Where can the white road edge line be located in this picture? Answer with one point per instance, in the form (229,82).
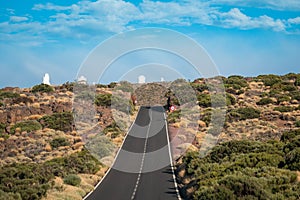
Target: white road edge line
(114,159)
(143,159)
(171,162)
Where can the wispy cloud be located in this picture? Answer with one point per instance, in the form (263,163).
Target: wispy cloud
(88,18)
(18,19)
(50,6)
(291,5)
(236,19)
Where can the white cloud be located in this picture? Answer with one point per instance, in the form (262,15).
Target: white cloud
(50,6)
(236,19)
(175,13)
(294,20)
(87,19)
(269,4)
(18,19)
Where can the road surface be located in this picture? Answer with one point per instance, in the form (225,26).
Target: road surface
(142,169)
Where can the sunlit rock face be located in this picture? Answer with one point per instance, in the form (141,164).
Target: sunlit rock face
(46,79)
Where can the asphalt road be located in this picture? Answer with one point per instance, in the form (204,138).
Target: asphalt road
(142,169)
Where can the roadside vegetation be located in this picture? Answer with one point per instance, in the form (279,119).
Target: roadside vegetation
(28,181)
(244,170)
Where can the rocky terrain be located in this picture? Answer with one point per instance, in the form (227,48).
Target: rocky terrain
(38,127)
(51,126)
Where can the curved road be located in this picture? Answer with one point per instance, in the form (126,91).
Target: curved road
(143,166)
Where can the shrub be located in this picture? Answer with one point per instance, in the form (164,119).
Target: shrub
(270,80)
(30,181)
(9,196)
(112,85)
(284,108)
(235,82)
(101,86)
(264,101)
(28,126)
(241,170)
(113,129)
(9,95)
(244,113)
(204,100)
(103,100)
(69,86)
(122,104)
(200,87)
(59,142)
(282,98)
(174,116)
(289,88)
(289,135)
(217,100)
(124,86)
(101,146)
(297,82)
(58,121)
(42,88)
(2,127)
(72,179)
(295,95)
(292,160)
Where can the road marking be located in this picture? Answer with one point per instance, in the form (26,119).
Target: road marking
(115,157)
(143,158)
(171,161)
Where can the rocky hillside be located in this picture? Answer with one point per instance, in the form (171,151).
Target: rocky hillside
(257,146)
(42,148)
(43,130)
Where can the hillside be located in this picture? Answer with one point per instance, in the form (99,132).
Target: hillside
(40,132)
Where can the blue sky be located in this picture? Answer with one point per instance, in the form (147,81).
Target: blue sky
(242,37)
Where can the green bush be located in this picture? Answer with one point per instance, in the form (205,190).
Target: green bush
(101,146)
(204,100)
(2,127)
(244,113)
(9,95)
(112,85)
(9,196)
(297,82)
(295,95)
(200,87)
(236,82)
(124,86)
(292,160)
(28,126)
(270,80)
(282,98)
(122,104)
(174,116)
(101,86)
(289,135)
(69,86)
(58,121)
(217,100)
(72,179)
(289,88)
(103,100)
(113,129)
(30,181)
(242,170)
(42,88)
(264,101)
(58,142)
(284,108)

> THE TASK: Reproduce all the material above line for line, without changing a character, and omit the pictures.

> FINISHED EXERCISE:
Where can the white road edge line be located in this picture? Answer with one point per instance, in the form (229,82).
Target: white road edge line
(114,159)
(143,159)
(171,162)
Where can the wispy cloud be located in this picture? Answer with one point per instance, in the form (263,163).
Target: wispy cloud
(88,18)
(18,19)
(50,6)
(291,5)
(236,19)
Where can the white cloud be located in this picture? Answer with one point per instance, in the form (262,15).
Target: white cloud
(50,6)
(236,19)
(175,13)
(294,20)
(87,19)
(269,4)
(18,19)
Where can the road surface be located in this picture? Answer with one point per instance, in the form (225,26).
Target: road surface
(142,169)
Where can the sunlit rock face be located in this picture? Answer with one point per instance, in the form (141,164).
Target: sunlit rock face
(46,79)
Where can the asphalt road be located in this picture? Answer with one point per instance, in the form (204,138).
Target: asphalt road
(142,169)
Where can the roadside vegetation be located in this picture? Answer with one point per instance, in the form (279,119).
Target: roadside vegetation
(28,181)
(244,170)
Where can the rocky terrain be located in this picture? Answer with one point per instance, in the form (227,48).
Target: rocky terrain
(38,127)
(51,126)
Where can the curved road be located in this picture? Answer with one point per instance, in the form (126,91).
Target: curved road
(143,166)
Where can the shrub be located in this picture? Answer with one point per instance, in the form (164,119).
Target: shrub
(270,80)
(30,181)
(9,196)
(112,85)
(284,108)
(235,82)
(101,86)
(264,101)
(28,126)
(241,170)
(113,129)
(9,95)
(244,113)
(204,100)
(103,100)
(69,86)
(122,104)
(200,87)
(59,142)
(282,98)
(174,116)
(289,88)
(289,135)
(217,100)
(124,86)
(101,146)
(297,82)
(58,121)
(42,88)
(2,127)
(72,179)
(295,95)
(292,160)
Where can the road marking be located in this picture? Answer with one point per instance, in the form (26,119).
Target: road marking
(115,157)
(143,158)
(171,161)
Where can the rocky hillside be located in this picture? Answer with one point per instance, in the form (171,151).
Target: rocky hillside
(257,146)
(42,148)
(43,130)
Where can the hillside be located in this picture? Answer with one point per instance, in the form (99,132).
Target: hillside
(40,132)
Where can the blue sky be located in this picture? Answer with one point per instance, in the form (147,81).
Target: blue sky
(242,37)
Where can the green bush be located in this picture? Answer with one point per instance, in the form (205,190).
Target: green bush
(101,146)
(204,100)
(2,127)
(244,113)
(9,95)
(112,85)
(9,196)
(297,82)
(295,95)
(200,87)
(236,82)
(124,86)
(292,160)
(28,126)
(270,80)
(282,98)
(122,104)
(174,116)
(101,86)
(289,135)
(69,86)
(58,121)
(217,100)
(72,179)
(289,88)
(103,100)
(113,129)
(30,181)
(242,170)
(42,88)
(264,101)
(58,142)
(284,108)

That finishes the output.